■ **TASK STATEMENT**
What the task needs is every record repeated exactly, nothing more.

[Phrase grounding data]
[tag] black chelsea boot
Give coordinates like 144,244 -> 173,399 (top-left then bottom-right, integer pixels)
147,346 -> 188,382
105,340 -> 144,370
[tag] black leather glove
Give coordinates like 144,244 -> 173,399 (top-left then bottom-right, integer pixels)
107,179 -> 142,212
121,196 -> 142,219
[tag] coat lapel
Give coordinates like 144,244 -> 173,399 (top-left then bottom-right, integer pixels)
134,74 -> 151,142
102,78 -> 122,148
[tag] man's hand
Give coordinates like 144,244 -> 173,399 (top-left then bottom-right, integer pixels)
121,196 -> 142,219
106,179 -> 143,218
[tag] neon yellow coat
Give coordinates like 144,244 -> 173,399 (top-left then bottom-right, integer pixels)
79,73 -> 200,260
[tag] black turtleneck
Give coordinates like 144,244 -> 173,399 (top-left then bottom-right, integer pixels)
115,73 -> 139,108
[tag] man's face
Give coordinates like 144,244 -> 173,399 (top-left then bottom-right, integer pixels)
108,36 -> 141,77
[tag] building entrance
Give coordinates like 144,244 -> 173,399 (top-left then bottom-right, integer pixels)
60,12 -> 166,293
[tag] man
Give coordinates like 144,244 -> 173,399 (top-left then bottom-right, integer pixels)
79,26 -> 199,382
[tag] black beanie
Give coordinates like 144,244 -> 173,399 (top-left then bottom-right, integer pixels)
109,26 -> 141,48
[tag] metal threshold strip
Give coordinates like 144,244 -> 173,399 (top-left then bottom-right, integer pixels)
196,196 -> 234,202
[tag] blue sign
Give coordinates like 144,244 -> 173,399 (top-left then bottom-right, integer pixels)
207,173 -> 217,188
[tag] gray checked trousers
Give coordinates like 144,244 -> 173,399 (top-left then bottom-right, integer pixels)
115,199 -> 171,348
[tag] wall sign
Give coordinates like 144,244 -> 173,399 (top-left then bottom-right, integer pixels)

■ **TASK RESPONSE**
[tag] black chelsea boot
Give coordinates like 144,244 -> 173,399 (top-left then bottom-right, integer pixels)
147,346 -> 188,382
105,340 -> 144,370
[tag] black leather glove
Give coordinates like 144,244 -> 173,399 (top-left then bottom-right, integer pixels)
107,179 -> 142,212
121,196 -> 142,219
[tag] coat lapel
Give coordinates like 144,244 -> 173,399 (top-left then bottom-right, integer pixels)
134,74 -> 151,142
102,78 -> 122,148
[tag] man's hand
Give coordinates like 144,244 -> 173,399 (top-left then bottom-right, integer pixels)
121,196 -> 142,219
106,179 -> 143,218
[tag] neon yellow coat
Give coordinates like 144,244 -> 173,399 (top-left then bottom-right, integer pixels)
79,73 -> 200,260
[tag] black turtleneck
Give coordinates like 144,244 -> 173,399 (top-left then bottom-right, integer pixels)
115,73 -> 139,108
[tag] man's face
Give coordinates like 144,244 -> 173,399 (top-left then bottom-right, integer pixels)
108,36 -> 141,77
[tag] building entrance
Give coordinates like 144,244 -> 173,399 (top-left then bottom-right, integer pixels)
60,12 -> 166,293
[tag] man
Give coordinates like 144,244 -> 173,399 (top-left then bottom-right, integer pixels)
79,26 -> 199,382
[tag] black beanie
Give coordinates like 144,244 -> 173,399 (top-left then bottom-right, integer pixels)
109,26 -> 141,48
[tag] metal threshold strip
Give coordinates like 144,244 -> 173,399 (top-left then bottom-right, integer pixels)
196,196 -> 234,202
[tag] blue sign
Give coordinates like 144,244 -> 173,399 (top-left then bottom-right, integer pixels)
207,173 -> 217,188
[tag] gray checked trousers
Give coordinates like 144,244 -> 173,399 (top-left then bottom-right, integer pixels)
115,199 -> 171,348
[tag] wall sign
Give coordinates like 144,244 -> 173,399 (top-left then bottom-right, integer pixels)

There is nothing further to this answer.